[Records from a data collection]

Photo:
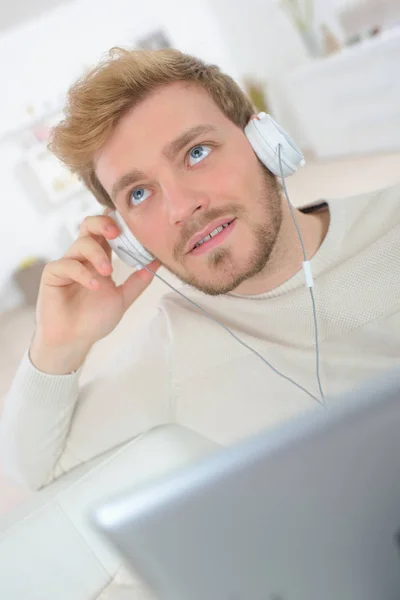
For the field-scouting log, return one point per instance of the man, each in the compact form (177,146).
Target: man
(160,136)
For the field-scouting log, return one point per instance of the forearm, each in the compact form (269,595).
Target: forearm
(35,423)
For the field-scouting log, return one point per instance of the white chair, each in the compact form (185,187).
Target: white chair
(48,548)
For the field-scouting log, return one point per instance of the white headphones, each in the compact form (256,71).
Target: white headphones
(265,136)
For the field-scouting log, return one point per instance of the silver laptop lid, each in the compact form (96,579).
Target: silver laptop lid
(307,511)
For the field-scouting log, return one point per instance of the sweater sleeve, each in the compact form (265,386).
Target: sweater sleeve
(50,423)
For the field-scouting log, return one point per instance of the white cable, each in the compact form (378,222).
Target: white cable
(308,276)
(223,326)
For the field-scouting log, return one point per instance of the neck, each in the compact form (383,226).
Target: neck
(286,257)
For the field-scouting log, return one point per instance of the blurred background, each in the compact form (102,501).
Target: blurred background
(325,69)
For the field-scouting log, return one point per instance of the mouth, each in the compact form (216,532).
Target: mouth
(214,235)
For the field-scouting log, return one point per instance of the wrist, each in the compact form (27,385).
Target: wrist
(57,360)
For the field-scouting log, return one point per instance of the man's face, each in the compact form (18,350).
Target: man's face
(188,171)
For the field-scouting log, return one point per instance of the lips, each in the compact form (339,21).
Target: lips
(206,231)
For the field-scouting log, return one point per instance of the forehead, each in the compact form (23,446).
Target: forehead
(140,135)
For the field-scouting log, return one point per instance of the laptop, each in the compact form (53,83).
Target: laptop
(308,510)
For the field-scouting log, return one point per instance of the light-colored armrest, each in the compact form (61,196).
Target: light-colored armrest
(49,550)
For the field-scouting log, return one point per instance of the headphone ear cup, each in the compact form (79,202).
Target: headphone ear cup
(138,255)
(265,136)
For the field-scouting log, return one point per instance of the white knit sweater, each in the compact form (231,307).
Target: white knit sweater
(184,368)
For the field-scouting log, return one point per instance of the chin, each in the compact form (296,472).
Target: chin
(223,272)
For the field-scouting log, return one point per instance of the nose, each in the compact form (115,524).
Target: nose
(183,201)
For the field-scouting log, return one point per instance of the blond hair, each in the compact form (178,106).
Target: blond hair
(98,100)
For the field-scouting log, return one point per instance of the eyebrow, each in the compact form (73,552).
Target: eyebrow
(170,151)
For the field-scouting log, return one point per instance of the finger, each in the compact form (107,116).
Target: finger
(66,271)
(136,283)
(87,248)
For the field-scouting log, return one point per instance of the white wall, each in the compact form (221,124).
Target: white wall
(43,58)
(46,55)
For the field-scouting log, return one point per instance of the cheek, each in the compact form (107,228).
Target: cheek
(152,234)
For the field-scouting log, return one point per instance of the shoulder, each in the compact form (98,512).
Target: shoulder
(378,209)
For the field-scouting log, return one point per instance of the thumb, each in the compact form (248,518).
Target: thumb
(136,283)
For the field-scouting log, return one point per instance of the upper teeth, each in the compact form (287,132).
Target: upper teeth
(210,235)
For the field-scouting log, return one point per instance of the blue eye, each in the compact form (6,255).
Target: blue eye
(137,196)
(198,153)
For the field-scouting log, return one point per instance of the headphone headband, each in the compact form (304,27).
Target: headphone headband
(265,136)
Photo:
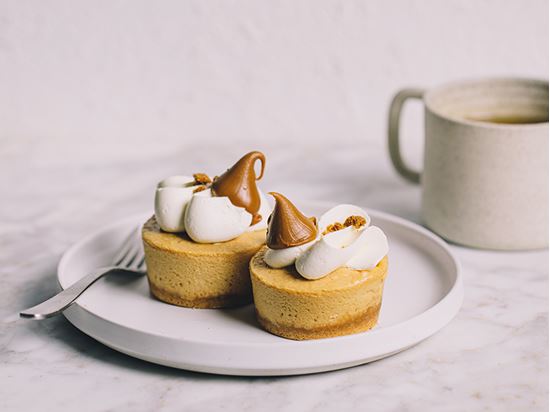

What you should do: Rewrite the listing from the line with "compact form (221,124)." through the end of the listing, requests included, scaling every answer point's coordinates by 0.25 and rounding to whole numbers, with halves rounded up. Leave the requests and their sample coordinates unchanged, and omit the pictures.

Solution to the problem:
For the field-scouting log, return one point per instance of the white wall, each in the compact form (221,124).
Target: white wall
(11,15)
(12,14)
For the field-scouting log, return one point per instance of the cheek, each in the compact form (107,228).
Target: cheek
(38,59)
For the field-scouting log, return one point per instance of the shoulder, each in the compact form (98,512).
Target: shoulder
(95,52)
For the field-scouting log, return one point per instance of the thumb, each in the compact form (248,518).
Target: thumb
(34,71)
For the field-scouting log, return one point per instance of the upper teeth, each in the compact form (287,132).
Target: upper teeth
(53,59)
For the field-scouting log, return one point per instance of the blue eye, each in the compact form (6,255).
Target: blue eye
(34,49)
(50,38)
For the field-scouting log, return one point per instance of the headphone headband, each in the compact form (304,27).
Target: headphone headband
(66,34)
Photo:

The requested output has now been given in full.